:: EXTRACTED MATERIAL ::

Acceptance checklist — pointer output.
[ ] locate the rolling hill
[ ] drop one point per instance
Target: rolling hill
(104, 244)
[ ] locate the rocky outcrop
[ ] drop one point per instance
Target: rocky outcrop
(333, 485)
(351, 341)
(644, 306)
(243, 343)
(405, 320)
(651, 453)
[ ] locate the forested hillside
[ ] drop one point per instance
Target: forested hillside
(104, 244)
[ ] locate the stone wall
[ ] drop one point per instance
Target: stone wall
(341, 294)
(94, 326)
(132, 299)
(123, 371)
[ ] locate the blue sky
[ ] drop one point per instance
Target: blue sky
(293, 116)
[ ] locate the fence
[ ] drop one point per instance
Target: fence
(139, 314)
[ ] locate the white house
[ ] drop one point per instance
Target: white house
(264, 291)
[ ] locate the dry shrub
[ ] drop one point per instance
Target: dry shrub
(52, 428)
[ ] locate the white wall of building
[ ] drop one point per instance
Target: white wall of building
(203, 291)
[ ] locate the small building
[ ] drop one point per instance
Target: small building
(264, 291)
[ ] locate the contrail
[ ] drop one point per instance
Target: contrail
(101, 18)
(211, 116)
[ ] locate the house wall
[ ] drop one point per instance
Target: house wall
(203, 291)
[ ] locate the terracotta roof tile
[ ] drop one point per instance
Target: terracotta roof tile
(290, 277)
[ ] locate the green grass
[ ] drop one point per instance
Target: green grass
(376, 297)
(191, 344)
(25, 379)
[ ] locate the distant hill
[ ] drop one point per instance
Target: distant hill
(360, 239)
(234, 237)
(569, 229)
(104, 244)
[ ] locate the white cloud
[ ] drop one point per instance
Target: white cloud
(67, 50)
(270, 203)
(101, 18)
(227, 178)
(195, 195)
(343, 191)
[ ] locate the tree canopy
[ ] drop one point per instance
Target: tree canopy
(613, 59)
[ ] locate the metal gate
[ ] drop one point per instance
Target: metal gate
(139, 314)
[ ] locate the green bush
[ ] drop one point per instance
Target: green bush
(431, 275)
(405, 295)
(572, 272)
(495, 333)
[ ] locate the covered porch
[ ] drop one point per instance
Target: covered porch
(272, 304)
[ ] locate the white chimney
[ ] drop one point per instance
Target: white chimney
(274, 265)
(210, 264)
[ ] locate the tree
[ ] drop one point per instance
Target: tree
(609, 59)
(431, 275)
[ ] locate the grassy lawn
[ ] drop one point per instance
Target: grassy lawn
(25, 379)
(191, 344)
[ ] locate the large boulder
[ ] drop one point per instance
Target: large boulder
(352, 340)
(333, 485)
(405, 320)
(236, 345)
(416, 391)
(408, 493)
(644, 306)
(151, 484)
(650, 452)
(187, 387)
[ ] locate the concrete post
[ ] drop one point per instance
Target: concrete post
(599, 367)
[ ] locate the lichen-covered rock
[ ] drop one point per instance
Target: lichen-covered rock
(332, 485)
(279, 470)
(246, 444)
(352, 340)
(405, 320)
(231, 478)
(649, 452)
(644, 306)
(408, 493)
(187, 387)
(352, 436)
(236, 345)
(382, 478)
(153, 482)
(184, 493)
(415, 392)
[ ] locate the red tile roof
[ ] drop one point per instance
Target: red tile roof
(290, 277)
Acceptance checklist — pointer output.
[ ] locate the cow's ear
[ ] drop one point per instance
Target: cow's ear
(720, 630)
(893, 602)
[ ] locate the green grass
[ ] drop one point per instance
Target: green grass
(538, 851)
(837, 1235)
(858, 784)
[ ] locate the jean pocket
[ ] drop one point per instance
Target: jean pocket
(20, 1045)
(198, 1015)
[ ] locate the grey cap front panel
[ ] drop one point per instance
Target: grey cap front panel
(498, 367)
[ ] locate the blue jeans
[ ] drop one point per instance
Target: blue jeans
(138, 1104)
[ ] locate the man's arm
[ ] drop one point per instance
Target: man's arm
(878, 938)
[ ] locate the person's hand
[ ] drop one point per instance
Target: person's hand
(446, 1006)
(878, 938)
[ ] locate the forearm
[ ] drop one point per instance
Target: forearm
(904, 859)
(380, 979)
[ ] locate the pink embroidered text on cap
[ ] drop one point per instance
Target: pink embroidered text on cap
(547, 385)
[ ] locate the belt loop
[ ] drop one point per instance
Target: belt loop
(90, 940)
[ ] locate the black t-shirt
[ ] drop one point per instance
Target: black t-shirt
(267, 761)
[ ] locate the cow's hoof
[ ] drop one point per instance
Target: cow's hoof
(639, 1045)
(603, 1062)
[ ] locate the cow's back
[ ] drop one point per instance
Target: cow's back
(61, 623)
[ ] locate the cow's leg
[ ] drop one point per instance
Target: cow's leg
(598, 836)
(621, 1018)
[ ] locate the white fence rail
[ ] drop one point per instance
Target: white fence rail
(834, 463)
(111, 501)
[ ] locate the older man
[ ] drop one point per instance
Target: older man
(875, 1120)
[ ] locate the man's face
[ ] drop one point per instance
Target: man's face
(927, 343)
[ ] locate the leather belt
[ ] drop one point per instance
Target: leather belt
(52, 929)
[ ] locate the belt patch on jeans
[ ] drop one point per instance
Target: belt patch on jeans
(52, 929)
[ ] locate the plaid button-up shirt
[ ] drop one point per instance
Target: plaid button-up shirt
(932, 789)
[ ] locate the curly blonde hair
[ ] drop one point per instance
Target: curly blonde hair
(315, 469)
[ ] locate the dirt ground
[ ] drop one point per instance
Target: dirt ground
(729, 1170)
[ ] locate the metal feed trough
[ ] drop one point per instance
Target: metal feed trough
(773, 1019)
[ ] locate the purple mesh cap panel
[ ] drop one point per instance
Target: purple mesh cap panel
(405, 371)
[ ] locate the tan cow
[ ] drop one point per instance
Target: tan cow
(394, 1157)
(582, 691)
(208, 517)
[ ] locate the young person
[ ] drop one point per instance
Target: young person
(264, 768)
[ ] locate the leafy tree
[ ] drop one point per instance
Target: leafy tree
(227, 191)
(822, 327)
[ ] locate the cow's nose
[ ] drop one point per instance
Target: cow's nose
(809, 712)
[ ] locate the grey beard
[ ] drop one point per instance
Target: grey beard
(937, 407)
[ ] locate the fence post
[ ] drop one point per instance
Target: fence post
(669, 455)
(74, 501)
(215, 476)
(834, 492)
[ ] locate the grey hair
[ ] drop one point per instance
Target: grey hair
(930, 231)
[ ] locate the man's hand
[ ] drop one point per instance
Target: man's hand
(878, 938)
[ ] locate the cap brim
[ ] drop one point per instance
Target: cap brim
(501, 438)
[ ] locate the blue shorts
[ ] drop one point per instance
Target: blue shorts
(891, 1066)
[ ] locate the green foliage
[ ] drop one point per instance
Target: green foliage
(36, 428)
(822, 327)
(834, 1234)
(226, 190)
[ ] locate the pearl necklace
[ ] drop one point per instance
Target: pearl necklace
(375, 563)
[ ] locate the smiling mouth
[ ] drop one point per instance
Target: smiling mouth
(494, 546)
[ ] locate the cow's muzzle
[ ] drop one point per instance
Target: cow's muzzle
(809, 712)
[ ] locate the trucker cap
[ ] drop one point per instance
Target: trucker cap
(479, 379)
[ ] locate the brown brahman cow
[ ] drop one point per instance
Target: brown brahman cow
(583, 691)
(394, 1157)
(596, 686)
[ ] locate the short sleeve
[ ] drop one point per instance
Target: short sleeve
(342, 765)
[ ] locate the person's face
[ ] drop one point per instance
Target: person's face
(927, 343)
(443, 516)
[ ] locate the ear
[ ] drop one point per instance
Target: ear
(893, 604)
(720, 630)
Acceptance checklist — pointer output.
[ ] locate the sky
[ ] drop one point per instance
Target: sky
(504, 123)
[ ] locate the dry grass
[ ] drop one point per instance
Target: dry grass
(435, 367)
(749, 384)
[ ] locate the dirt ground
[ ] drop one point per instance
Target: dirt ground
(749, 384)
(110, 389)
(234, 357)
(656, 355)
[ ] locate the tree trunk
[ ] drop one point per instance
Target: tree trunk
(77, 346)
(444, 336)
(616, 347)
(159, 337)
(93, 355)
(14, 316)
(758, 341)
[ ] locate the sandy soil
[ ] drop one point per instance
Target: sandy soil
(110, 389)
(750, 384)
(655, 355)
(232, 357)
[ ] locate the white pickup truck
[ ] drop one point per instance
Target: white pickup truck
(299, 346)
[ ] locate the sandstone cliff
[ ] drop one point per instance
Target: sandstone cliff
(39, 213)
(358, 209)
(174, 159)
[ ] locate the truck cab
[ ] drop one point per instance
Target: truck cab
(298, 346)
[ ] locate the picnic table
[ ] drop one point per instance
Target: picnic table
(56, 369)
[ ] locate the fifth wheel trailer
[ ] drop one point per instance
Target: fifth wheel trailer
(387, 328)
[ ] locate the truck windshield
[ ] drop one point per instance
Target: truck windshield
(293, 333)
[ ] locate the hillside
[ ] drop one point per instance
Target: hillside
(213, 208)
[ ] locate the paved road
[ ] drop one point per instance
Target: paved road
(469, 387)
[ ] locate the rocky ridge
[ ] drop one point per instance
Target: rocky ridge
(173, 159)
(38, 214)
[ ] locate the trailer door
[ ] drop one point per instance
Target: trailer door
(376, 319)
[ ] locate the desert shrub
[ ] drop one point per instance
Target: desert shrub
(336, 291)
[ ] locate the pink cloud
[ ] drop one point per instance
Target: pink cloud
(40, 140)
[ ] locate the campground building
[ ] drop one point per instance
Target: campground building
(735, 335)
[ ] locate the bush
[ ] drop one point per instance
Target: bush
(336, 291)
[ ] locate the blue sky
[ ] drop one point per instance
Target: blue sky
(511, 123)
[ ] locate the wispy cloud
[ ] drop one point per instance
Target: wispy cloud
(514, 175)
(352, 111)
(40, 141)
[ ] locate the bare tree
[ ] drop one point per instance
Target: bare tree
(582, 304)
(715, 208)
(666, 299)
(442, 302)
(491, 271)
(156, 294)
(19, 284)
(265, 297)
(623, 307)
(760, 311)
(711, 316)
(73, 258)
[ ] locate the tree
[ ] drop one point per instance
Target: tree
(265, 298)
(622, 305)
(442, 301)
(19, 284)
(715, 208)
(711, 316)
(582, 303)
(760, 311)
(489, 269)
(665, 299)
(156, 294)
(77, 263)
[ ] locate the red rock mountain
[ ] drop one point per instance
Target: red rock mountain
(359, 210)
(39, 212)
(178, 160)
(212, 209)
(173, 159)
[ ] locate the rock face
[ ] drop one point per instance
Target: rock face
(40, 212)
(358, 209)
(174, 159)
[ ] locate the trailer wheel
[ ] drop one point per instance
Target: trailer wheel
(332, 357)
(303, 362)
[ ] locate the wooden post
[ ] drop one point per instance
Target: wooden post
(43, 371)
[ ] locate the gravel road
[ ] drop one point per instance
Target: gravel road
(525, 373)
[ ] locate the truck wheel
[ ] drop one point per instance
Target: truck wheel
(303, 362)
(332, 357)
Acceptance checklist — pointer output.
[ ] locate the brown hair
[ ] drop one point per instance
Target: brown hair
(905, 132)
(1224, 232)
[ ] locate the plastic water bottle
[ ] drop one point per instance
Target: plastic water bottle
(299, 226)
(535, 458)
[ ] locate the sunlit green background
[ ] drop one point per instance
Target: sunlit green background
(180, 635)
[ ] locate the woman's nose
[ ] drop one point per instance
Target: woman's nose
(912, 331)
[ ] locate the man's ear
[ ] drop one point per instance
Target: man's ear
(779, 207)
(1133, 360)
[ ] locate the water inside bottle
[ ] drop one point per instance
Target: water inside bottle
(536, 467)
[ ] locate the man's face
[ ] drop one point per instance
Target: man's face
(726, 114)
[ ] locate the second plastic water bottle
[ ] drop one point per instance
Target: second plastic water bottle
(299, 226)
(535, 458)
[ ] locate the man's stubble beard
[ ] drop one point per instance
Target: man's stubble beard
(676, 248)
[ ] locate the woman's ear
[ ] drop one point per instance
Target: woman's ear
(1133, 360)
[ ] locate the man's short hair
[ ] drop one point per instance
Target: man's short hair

:::

Transcribe the entries above word for word, from the first line through the line containing "[ ] locate the white wall of building", and nothing else.

Acceptance checklist — pointer output.
[ ] locate the rolling hill
[ ] drop one point per instance
Target: rolling hill
(104, 244)
[ ] locate the rocky outcrop
[ ] drop one point per instance
Target: rocky outcrop
(333, 485)
(351, 341)
(644, 306)
(243, 343)
(405, 320)
(651, 453)
[ ] locate the forested hillside
[ ] drop one point per instance
Target: forested hillside
(104, 244)
[ ] locate the stone wall
[ ] drop one point per instance
Target: stone wall
(341, 294)
(94, 326)
(132, 299)
(123, 371)
[ ] locate the blue sky
[ ] drop one point per instance
Target: blue sky
(293, 116)
[ ] locate the fence
[ ] drop one point per instance
Target: fence
(139, 314)
[ ] locate the white house
[ ] drop one point per instance
Target: white house
(264, 291)
[ ] locate the dry shrub
[ ] drop one point per instance
Target: dry shrub
(52, 428)
[ ] locate the white wall of building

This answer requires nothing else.